◆ **Your task**:
Write out each line that follows exactly as it stands, without the pictures.

* BEGIN *

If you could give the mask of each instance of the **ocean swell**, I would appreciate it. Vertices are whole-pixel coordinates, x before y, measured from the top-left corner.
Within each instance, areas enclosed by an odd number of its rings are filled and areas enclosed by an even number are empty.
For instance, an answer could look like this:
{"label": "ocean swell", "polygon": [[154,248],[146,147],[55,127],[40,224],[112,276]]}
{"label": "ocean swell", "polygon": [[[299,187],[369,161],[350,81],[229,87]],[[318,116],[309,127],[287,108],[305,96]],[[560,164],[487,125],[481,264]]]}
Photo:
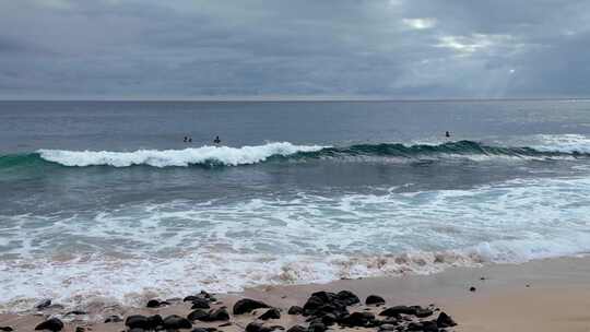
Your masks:
{"label": "ocean swell", "polygon": [[[583,146],[582,146],[583,147]],[[188,167],[201,165],[239,166],[264,162],[341,159],[341,161],[488,161],[488,159],[575,159],[589,157],[588,150],[574,144],[540,146],[496,146],[473,141],[447,142],[442,144],[379,143],[350,146],[296,145],[290,142],[267,143],[255,146],[201,146],[184,150],[115,151],[67,151],[39,150],[33,154],[0,156],[0,169],[51,163],[68,167],[87,166],[152,166]]]}

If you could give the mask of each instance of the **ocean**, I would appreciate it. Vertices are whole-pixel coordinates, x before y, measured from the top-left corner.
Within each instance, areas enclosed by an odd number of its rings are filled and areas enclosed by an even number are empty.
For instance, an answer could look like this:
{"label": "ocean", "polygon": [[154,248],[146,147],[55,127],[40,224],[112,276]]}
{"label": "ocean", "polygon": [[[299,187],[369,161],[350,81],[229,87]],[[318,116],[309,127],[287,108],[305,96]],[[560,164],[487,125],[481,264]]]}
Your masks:
{"label": "ocean", "polygon": [[0,311],[589,250],[590,100],[0,102]]}

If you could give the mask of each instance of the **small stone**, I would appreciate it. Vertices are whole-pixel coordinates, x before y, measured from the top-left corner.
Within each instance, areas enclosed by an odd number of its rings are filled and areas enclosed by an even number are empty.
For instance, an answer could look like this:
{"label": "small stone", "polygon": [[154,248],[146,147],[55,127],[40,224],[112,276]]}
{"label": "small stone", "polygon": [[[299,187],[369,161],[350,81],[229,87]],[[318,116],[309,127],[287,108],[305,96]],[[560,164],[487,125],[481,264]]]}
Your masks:
{"label": "small stone", "polygon": [[151,299],[148,301],[148,305],[145,305],[148,308],[157,308],[160,307],[160,300],[157,299]]}
{"label": "small stone", "polygon": [[148,317],[148,329],[156,330],[156,328],[164,325],[164,320],[162,316],[154,315]]}
{"label": "small stone", "polygon": [[405,328],[405,331],[422,331],[424,329],[424,324],[422,322],[410,322],[408,327]]}
{"label": "small stone", "polygon": [[121,321],[122,321],[122,318],[116,315],[109,316],[105,319],[105,323],[118,323]]}
{"label": "small stone", "polygon": [[324,332],[326,325],[323,323],[314,322],[309,324],[308,332]]}
{"label": "small stone", "polygon": [[251,322],[246,325],[246,332],[271,332],[271,329],[263,327],[261,323]]}
{"label": "small stone", "polygon": [[438,324],[436,323],[436,321],[425,321],[422,323],[422,331],[438,332]]}
{"label": "small stone", "polygon": [[416,309],[416,317],[417,318],[426,318],[426,317],[432,316],[432,315],[433,315],[433,310],[430,310],[430,309],[424,309],[424,308]]}
{"label": "small stone", "polygon": [[337,321],[337,317],[333,313],[326,313],[321,317],[321,323],[327,327],[333,325],[335,321]]}
{"label": "small stone", "polygon": [[163,327],[166,330],[190,329],[192,323],[184,317],[170,315],[164,319]]}
{"label": "small stone", "polygon": [[385,299],[378,295],[369,295],[367,296],[367,299],[365,300],[365,305],[367,306],[385,305]]}
{"label": "small stone", "polygon": [[209,317],[209,313],[202,309],[197,309],[187,316],[188,320],[190,321],[203,320],[206,317]]}
{"label": "small stone", "polygon": [[307,332],[307,329],[302,325],[293,325],[286,332]]}
{"label": "small stone", "polygon": [[303,308],[299,307],[299,306],[293,306],[293,307],[288,308],[287,313],[288,315],[302,315],[303,313]]}
{"label": "small stone", "polygon": [[220,308],[213,312],[210,312],[209,319],[209,321],[229,320],[229,312],[227,312],[225,308]]}
{"label": "small stone", "polygon": [[63,323],[57,318],[51,318],[35,327],[35,330],[61,331]]}
{"label": "small stone", "polygon": [[46,309],[47,307],[49,307],[50,305],[51,305],[51,300],[46,298],[46,299],[39,301],[38,304],[36,304],[35,309],[43,310],[43,309]]}
{"label": "small stone", "polygon": [[281,318],[281,312],[279,312],[279,309],[271,308],[267,310],[267,312],[262,313],[258,319],[269,320],[269,319],[280,319],[280,318]]}
{"label": "small stone", "polygon": [[444,311],[438,315],[438,318],[436,319],[436,324],[438,325],[438,328],[452,328],[457,325],[452,318]]}
{"label": "small stone", "polygon": [[125,320],[125,324],[127,327],[129,327],[129,329],[134,329],[134,328],[148,329],[148,328],[150,328],[148,317],[141,316],[141,315],[129,316]]}
{"label": "small stone", "polygon": [[396,330],[396,325],[393,324],[381,324],[379,327],[379,331],[393,331]]}
{"label": "small stone", "polygon": [[408,306],[396,306],[391,308],[387,308],[384,311],[379,313],[379,316],[400,316],[403,315],[416,315],[416,307],[408,307]]}

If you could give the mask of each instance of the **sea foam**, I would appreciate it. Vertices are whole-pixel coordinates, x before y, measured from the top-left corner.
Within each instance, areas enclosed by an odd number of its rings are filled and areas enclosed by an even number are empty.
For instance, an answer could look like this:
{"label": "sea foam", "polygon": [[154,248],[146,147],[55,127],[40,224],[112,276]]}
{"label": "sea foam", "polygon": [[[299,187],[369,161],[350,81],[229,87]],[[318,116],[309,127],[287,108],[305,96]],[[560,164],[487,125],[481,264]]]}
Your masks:
{"label": "sea foam", "polygon": [[221,163],[227,166],[260,163],[273,155],[287,156],[297,152],[319,151],[323,146],[295,145],[288,142],[258,146],[202,146],[185,150],[138,150],[134,152],[39,150],[42,158],[63,166],[150,165],[154,167],[189,166]]}

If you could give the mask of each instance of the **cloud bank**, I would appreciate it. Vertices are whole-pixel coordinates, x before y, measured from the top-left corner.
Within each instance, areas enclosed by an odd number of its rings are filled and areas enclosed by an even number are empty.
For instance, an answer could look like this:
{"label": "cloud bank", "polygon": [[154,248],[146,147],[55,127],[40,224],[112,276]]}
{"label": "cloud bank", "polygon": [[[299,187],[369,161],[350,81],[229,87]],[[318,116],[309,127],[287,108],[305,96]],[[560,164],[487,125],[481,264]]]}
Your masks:
{"label": "cloud bank", "polygon": [[0,1],[0,98],[587,97],[590,2]]}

* END *

◆ **The reply**:
If you could give the mask of each instance of the **ocean swell**, I would appreciate it. Vertices are whole-pixel coordinates, x before y, measured from the top-left corner.
Within each instance, areas enclosed by an odd number of its rings are filled and areas enclosed by an even number are empty.
For instance, an answer could look like this:
{"label": "ocean swell", "polygon": [[154,248],[146,147],[55,127],[40,224],[112,276]]}
{"label": "ocean swell", "polygon": [[[299,187],[369,161],[350,81],[229,87]],[[318,116],[309,127],[287,108],[305,96]],[[560,164],[487,125],[481,264]]]}
Photo:
Your masks:
{"label": "ocean swell", "polygon": [[[583,146],[582,146],[583,147]],[[188,167],[201,165],[239,166],[264,162],[341,159],[341,161],[488,161],[488,159],[575,159],[589,157],[588,150],[574,144],[540,146],[496,146],[473,141],[447,142],[442,144],[379,143],[350,146],[296,145],[290,142],[267,143],[255,146],[201,146],[184,150],[115,151],[67,151],[39,150],[33,154],[0,156],[0,169],[51,163],[68,167],[87,166],[152,166]]]}

If you could give the mask of each instance of the **ocean**, I would appreciate it. Vertices are whole-pixel coordinates, x before y, measured from the top-left corner.
Within each instance, areas enclosed by an odd number of its rings are filled and areas enclosed by an even number are empty.
For instance, an answer could look like this:
{"label": "ocean", "polygon": [[154,248],[146,147],[55,127],[40,224],[112,276]]}
{"label": "ocean", "polygon": [[[299,187],[369,161],[350,81],[229,87]],[[318,116],[309,127],[287,108],[305,96]],[[560,164],[487,125],[481,264]]]}
Your masks:
{"label": "ocean", "polygon": [[0,311],[589,250],[590,100],[0,102]]}

If you could give the mask of each instance of the **small stone**, I would appreciate it. Vertices are whole-pixel coordinates, x before y, measured from the top-left corner.
Within each instance, areas enclosed by an odd number of its rings are filled and areas enclosed by an even number are empty.
For instance, an answer could look like this:
{"label": "small stone", "polygon": [[154,248],[146,147],[55,127],[40,224],[112,276]]}
{"label": "small stone", "polygon": [[[299,187],[369,161],[350,81],[229,87]],[[318,116],[309,127],[287,108],[305,96]],[[560,164],[487,125],[481,264]]]}
Your masks:
{"label": "small stone", "polygon": [[151,299],[148,301],[148,305],[145,305],[148,308],[157,308],[160,307],[160,300],[157,299]]}
{"label": "small stone", "polygon": [[148,317],[148,329],[156,330],[156,328],[164,325],[164,320],[162,316],[154,315]]}
{"label": "small stone", "polygon": [[405,328],[405,331],[422,331],[424,329],[424,324],[422,322],[410,322],[408,327]]}
{"label": "small stone", "polygon": [[121,321],[122,321],[122,318],[116,315],[109,316],[105,319],[105,323],[118,323]]}
{"label": "small stone", "polygon": [[324,332],[326,325],[323,323],[314,322],[309,324],[308,332]]}
{"label": "small stone", "polygon": [[251,322],[246,325],[246,332],[271,332],[271,329],[263,327],[261,323]]}
{"label": "small stone", "polygon": [[438,324],[436,323],[436,321],[425,321],[422,323],[422,331],[438,332]]}
{"label": "small stone", "polygon": [[416,309],[416,317],[417,318],[426,318],[426,317],[432,316],[432,315],[433,315],[433,310],[430,310],[430,309],[424,309],[424,308]]}
{"label": "small stone", "polygon": [[337,321],[337,317],[333,313],[326,313],[321,317],[321,323],[327,327],[333,325],[335,321]]}
{"label": "small stone", "polygon": [[163,327],[166,330],[190,329],[192,323],[184,317],[170,315],[164,319]]}
{"label": "small stone", "polygon": [[385,299],[378,295],[369,295],[367,296],[367,299],[365,300],[365,305],[367,306],[385,305]]}
{"label": "small stone", "polygon": [[209,317],[209,313],[202,309],[197,309],[187,316],[188,320],[190,321],[203,320],[206,317]]}
{"label": "small stone", "polygon": [[307,332],[307,329],[302,325],[293,325],[286,332]]}
{"label": "small stone", "polygon": [[303,308],[299,307],[299,306],[293,306],[293,307],[288,308],[287,313],[288,315],[302,315],[303,313]]}
{"label": "small stone", "polygon": [[220,308],[213,312],[210,312],[209,319],[209,321],[229,320],[229,312],[227,312],[225,308]]}
{"label": "small stone", "polygon": [[63,323],[57,318],[51,318],[35,327],[35,330],[61,331]]}
{"label": "small stone", "polygon": [[46,309],[47,307],[49,307],[50,305],[51,305],[51,300],[46,298],[46,299],[39,301],[38,304],[36,304],[35,309],[43,310],[43,309]]}
{"label": "small stone", "polygon": [[281,318],[281,312],[279,312],[279,309],[271,308],[267,310],[267,312],[262,313],[258,319],[269,320],[269,319],[280,319],[280,318]]}
{"label": "small stone", "polygon": [[444,311],[438,315],[438,318],[436,319],[436,324],[438,325],[438,328],[452,328],[457,325],[452,318]]}
{"label": "small stone", "polygon": [[125,320],[125,324],[127,327],[129,327],[129,329],[134,329],[134,328],[148,329],[148,328],[150,328],[148,317],[141,316],[141,315],[129,316]]}
{"label": "small stone", "polygon": [[396,330],[396,325],[393,324],[381,324],[379,327],[379,331],[393,331]]}
{"label": "small stone", "polygon": [[408,306],[396,306],[391,308],[387,308],[384,311],[379,313],[379,316],[400,316],[403,315],[416,315],[416,307],[408,307]]}

If you could give the mask of each instance of the **sea foam**, I would appreciate it. Vertices are whole-pixel coordinates, x before y, measured from the top-left corner.
Within each instance, areas enclosed by an odd number of its rings are filled and areas enclosed by an even number are empty.
For instance, an answer could look like this:
{"label": "sea foam", "polygon": [[154,248],[146,147],[55,127],[40,224],[112,276]]}
{"label": "sea foam", "polygon": [[[299,187],[369,161],[350,81],[229,87]],[[318,116],[309,127],[287,108],[305,96]],[[560,164],[487,125],[481,264]]]}
Your masks:
{"label": "sea foam", "polygon": [[221,163],[227,166],[260,163],[273,155],[287,156],[297,152],[319,151],[323,146],[295,145],[288,142],[258,146],[202,146],[185,150],[138,150],[134,152],[39,150],[42,158],[63,166],[150,165],[154,167],[189,166]]}

If you could give the mask of each instance of the **cloud bank**, I would appreciate it. Vertices are whole-pixel coordinates, x before y, measured from the top-left corner.
Within each instance, areas enclosed by an odd number of its rings are filled and areas enclosed by an even number are empty.
For instance, an answer could look like this:
{"label": "cloud bank", "polygon": [[154,248],[146,147],[55,127],[40,224],[112,276]]}
{"label": "cloud bank", "polygon": [[[299,187],[369,161],[350,81],[229,87]],[[318,116],[309,127],[287,108],[305,96]],[[560,164],[487,125],[481,264]]]}
Your masks:
{"label": "cloud bank", "polygon": [[0,1],[0,98],[587,97],[590,2]]}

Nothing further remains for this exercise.